₿ ~ cWhy We Need A Monetary Constant

Bitcoin, like other constants in the universe, creates a foundation upon which humanity can interpret monetary information and chaos.
Bitcoin, like other constants in the universe, creates a foundation upon which humanity can interpret monetary information and chaos.

This is an opinion editorial by Aleks Svetski, author of “The UnCommunist Manifesto,” founder of The Bitcoin Times and Host of the “Wake Up Podcast with Svetski.”

If life could be described as some form of anti-entropic force, then humans could be regarded as the most advanced, complex structure that has emerged from it (at least that we’re certain of).

This force of “life” seems to transform chaos into order. It manifests as the very edge line of this universal substance we call energy and like “energetic fingertips,” it reaches for greater order. In this sense, we are the very fingertips of life.

It’s an extraordinary thing to think about.

§ **Tasks and exercises**:
1/ According to the editorial, what does the force of "life" seem to transform?
2/ Return, verbatim, the part of the editorial that opens with the words containing "If life could" and closes with "we’re certain of).".

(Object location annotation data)
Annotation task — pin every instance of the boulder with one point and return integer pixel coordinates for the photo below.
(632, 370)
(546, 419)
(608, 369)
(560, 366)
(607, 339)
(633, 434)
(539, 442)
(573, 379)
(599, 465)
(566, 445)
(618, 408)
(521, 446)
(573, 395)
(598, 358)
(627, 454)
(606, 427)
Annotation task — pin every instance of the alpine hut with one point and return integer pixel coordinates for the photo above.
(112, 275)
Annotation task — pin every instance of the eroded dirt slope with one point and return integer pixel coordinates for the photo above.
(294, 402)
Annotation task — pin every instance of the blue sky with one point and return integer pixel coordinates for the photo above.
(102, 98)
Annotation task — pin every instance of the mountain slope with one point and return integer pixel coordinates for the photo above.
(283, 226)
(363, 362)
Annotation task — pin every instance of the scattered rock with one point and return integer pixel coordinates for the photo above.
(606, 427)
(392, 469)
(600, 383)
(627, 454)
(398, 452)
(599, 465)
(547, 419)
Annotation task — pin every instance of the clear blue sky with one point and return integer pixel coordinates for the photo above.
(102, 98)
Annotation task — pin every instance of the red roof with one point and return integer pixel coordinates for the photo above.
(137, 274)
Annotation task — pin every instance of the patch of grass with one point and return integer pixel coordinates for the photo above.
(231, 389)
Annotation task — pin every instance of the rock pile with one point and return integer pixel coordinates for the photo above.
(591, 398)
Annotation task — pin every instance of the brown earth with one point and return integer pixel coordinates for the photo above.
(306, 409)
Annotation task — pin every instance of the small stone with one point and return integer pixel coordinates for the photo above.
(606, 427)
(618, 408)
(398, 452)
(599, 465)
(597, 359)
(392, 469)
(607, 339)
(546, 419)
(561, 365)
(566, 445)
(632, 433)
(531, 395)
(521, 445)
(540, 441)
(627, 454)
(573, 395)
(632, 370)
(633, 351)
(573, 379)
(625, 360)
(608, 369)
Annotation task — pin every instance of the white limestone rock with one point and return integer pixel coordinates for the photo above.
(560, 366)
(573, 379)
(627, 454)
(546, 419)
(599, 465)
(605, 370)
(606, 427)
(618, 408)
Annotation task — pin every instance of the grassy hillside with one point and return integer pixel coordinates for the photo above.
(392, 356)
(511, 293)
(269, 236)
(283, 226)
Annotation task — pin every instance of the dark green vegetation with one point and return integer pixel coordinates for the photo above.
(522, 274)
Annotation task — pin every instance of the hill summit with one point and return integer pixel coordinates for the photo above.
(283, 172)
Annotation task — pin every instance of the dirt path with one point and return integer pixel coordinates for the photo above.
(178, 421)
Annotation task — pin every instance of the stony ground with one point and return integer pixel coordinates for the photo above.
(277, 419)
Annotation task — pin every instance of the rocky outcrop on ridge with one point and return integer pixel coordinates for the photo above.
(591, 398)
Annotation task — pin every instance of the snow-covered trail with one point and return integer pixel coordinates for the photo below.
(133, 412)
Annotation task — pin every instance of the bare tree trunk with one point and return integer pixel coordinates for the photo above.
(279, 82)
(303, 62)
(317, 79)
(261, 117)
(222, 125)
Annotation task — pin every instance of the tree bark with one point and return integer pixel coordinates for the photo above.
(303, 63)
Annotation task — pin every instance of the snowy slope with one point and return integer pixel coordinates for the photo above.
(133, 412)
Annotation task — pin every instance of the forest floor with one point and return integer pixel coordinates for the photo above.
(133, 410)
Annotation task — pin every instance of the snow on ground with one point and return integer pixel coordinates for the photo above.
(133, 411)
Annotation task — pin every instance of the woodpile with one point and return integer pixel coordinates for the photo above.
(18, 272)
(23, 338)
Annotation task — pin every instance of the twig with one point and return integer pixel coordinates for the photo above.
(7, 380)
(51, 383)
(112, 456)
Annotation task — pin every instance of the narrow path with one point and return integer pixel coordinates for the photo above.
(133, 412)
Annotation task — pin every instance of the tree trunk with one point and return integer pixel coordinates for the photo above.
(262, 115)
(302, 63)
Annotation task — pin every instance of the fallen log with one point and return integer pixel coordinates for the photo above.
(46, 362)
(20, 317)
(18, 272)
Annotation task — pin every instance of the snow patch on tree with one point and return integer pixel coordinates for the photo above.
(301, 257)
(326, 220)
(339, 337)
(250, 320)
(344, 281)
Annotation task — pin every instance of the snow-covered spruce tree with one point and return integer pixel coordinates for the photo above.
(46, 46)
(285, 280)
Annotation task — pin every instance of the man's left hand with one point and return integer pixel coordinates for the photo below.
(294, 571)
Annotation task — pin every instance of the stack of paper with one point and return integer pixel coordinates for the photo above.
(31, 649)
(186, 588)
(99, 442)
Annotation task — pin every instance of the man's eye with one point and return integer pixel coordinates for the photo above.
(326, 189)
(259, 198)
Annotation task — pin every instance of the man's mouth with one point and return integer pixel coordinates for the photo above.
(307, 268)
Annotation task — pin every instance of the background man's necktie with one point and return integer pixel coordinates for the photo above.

§ **Answers for the tasks**:
1/ Chaos into order.

2/
If life could be described as some form of anti-entropic force, then humans could be regarded as the most advanced, complex structure that has emerged from it (at least that we’re certain of).